PROBLEM TO SOLVE: Please return part of the listing below without any changes: begin at the line that contains "Mark the region of every instance of the **power" and stop after the line that contains "26L59 27L64 25L63". Give only those lines.

Polygon annotations for photos
BEGIN

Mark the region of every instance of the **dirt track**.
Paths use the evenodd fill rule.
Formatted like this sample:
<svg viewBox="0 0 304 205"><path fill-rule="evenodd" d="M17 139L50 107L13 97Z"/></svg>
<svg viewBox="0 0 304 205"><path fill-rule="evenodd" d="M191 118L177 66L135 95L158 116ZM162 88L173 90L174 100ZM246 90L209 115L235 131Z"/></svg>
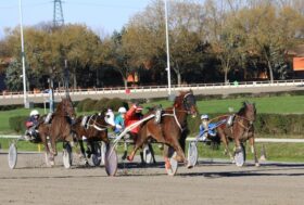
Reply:
<svg viewBox="0 0 304 205"><path fill-rule="evenodd" d="M201 161L168 177L163 164L140 168L131 164L107 177L103 167L48 168L41 154L20 154L9 169L0 154L0 204L254 204L303 205L304 164L249 164L238 168L226 162Z"/></svg>

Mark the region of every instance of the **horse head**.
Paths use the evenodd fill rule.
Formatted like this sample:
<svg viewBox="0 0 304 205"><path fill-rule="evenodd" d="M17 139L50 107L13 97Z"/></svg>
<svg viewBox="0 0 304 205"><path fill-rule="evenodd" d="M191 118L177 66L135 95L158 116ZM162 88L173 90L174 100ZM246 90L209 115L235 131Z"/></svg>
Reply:
<svg viewBox="0 0 304 205"><path fill-rule="evenodd" d="M192 117L198 115L197 100L192 92L189 90L187 92L180 92L180 94L175 99L174 106L176 108L185 110Z"/></svg>
<svg viewBox="0 0 304 205"><path fill-rule="evenodd" d="M69 97L61 100L56 112L61 112L62 115L69 117L72 120L76 118L76 112Z"/></svg>
<svg viewBox="0 0 304 205"><path fill-rule="evenodd" d="M250 103L248 101L243 102L243 116L250 121L250 124L253 124L256 117L256 108L255 103Z"/></svg>

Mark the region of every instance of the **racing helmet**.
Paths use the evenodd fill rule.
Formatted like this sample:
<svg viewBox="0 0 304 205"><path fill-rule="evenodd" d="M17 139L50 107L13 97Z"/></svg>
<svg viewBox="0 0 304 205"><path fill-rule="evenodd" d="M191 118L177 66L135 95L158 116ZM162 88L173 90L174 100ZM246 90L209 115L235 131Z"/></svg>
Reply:
<svg viewBox="0 0 304 205"><path fill-rule="evenodd" d="M201 119L208 119L208 115L206 115L206 114L202 115Z"/></svg>
<svg viewBox="0 0 304 205"><path fill-rule="evenodd" d="M143 107L140 106L140 105L138 105L138 106L136 107L136 112L137 112L137 113L140 113L142 110L143 110Z"/></svg>
<svg viewBox="0 0 304 205"><path fill-rule="evenodd" d="M122 114L127 113L126 107L121 106L121 107L118 108L118 113L122 113Z"/></svg>
<svg viewBox="0 0 304 205"><path fill-rule="evenodd" d="M33 110L29 114L29 116L40 115L37 110Z"/></svg>

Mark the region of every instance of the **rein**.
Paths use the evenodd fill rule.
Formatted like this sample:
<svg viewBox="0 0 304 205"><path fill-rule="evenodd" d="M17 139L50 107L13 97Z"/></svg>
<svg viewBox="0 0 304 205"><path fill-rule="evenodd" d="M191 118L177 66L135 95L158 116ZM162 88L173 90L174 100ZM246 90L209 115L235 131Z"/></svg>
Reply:
<svg viewBox="0 0 304 205"><path fill-rule="evenodd" d="M91 115L91 117L88 120L88 126L89 127L93 127L99 131L104 131L107 128L111 128L111 126L100 125L99 123L97 123L97 117L96 117L96 119L93 119L93 124L89 124L93 116L96 116L96 115Z"/></svg>

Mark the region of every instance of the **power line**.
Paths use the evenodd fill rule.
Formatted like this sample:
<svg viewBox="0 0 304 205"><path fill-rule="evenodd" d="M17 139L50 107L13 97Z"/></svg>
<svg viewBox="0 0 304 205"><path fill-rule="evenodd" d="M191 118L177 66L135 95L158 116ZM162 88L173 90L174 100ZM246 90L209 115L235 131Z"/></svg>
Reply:
<svg viewBox="0 0 304 205"><path fill-rule="evenodd" d="M53 26L59 27L64 25L63 10L61 0L54 0Z"/></svg>

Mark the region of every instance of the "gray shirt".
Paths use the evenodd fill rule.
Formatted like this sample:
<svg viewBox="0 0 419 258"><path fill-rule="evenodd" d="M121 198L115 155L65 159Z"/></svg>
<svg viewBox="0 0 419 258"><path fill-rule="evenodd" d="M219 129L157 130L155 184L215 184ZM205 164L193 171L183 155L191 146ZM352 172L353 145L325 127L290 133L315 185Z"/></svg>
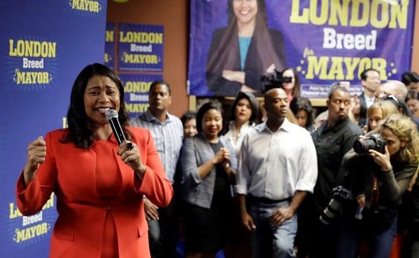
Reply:
<svg viewBox="0 0 419 258"><path fill-rule="evenodd" d="M167 113L166 121L161 123L151 114L150 109L148 109L133 120L132 125L148 129L151 131L166 175L173 183L183 140L183 126L181 120Z"/></svg>
<svg viewBox="0 0 419 258"><path fill-rule="evenodd" d="M316 150L305 129L285 119L275 132L266 122L245 136L236 191L278 200L296 191L313 192L317 178Z"/></svg>

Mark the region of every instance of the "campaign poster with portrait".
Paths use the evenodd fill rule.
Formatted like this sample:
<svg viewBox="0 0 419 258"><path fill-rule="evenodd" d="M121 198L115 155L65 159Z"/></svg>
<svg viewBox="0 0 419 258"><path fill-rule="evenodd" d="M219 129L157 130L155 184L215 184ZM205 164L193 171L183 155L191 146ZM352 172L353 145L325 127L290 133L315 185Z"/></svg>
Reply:
<svg viewBox="0 0 419 258"><path fill-rule="evenodd" d="M163 72L163 27L118 24L120 71Z"/></svg>
<svg viewBox="0 0 419 258"><path fill-rule="evenodd" d="M337 81L359 92L359 75L370 67L381 80L400 80L411 65L414 6L414 0L192 0L188 93L260 94L262 76L288 67L308 98L325 98Z"/></svg>
<svg viewBox="0 0 419 258"><path fill-rule="evenodd" d="M124 84L125 108L131 119L148 109L148 90L156 80L163 80L160 74L120 74Z"/></svg>
<svg viewBox="0 0 419 258"><path fill-rule="evenodd" d="M56 196L38 213L23 216L16 186L28 144L66 127L77 75L103 62L106 14L106 0L0 2L1 257L48 257Z"/></svg>

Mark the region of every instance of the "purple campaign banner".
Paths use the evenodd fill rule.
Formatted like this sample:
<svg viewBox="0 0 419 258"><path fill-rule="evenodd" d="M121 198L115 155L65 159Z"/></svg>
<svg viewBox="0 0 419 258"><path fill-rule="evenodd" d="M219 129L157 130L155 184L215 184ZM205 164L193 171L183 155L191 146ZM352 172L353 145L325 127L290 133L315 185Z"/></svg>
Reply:
<svg viewBox="0 0 419 258"><path fill-rule="evenodd" d="M148 89L155 80L162 80L161 75L120 74L124 84L125 107L131 119L148 109Z"/></svg>
<svg viewBox="0 0 419 258"><path fill-rule="evenodd" d="M118 30L120 71L163 72L163 26L121 23Z"/></svg>
<svg viewBox="0 0 419 258"><path fill-rule="evenodd" d="M65 127L74 80L102 63L106 0L0 1L0 257L47 257L57 197L36 214L17 208L28 144ZM58 204L59 205L59 204Z"/></svg>
<svg viewBox="0 0 419 258"><path fill-rule="evenodd" d="M381 80L400 80L401 74L410 69L415 10L413 0L257 1L258 12L265 10L264 26L267 29L262 29L271 32L269 39L272 39L273 46L260 44L253 53L268 58L276 54L286 67L296 68L303 96L324 98L330 85L337 81L350 82L351 92L358 94L362 89L359 75L370 67L379 72ZM214 53L223 54L223 51L212 52L211 49L227 49L228 44L231 43L223 39L216 41L217 36L224 39L220 33L225 28L230 32L237 31L234 30L236 23L228 24L229 2L231 1L191 1L188 64L190 95L231 96L236 92L231 90L234 83L256 89L257 93L261 92L260 87L251 84L256 83L248 83L250 80L247 78L252 70L246 70L247 63L245 68L242 68L245 74L245 83L242 78L240 80L225 72L234 70L231 67L219 67L217 74L220 78L218 80L211 78L216 75L211 70L211 62L218 57L223 58L212 56ZM251 2L247 1L248 4ZM258 42L255 35L260 30L260 26L256 25L253 36L251 36L252 42ZM274 37L272 31L280 36ZM212 45L212 45L214 42L218 43L219 46ZM236 39L233 43L238 45L238 42ZM251 52L251 45L252 43L248 53ZM278 54L280 52L264 54L267 51L266 48L275 50L280 47L279 45L282 45L284 56ZM238 56L236 58L240 61L238 50L236 55ZM248 55L246 62L248 58L255 58ZM284 68L276 65L280 62L271 63L275 64L277 69ZM262 70L253 69L253 72L258 72L255 78L271 71L266 65L262 67ZM220 82L228 81L230 84L226 84L228 87L219 91L216 83L211 85L214 81L220 87L223 84ZM240 90L240 87L238 89Z"/></svg>
<svg viewBox="0 0 419 258"><path fill-rule="evenodd" d="M111 69L115 67L115 23L106 23L104 65Z"/></svg>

END

ANSWER TO THE EXERCISE:
Mark the region of every instance of the **power line**.
Paths use the evenodd fill rule.
Formatted like this sample:
<svg viewBox="0 0 304 205"><path fill-rule="evenodd" d="M17 139L50 107L13 97Z"/></svg>
<svg viewBox="0 0 304 205"><path fill-rule="evenodd" d="M191 118L177 66L135 95L158 116ZM162 88L173 90L174 100ZM246 90L209 115L235 131Z"/></svg>
Reply:
<svg viewBox="0 0 304 205"><path fill-rule="evenodd" d="M53 26L59 27L64 25L63 10L61 0L54 0Z"/></svg>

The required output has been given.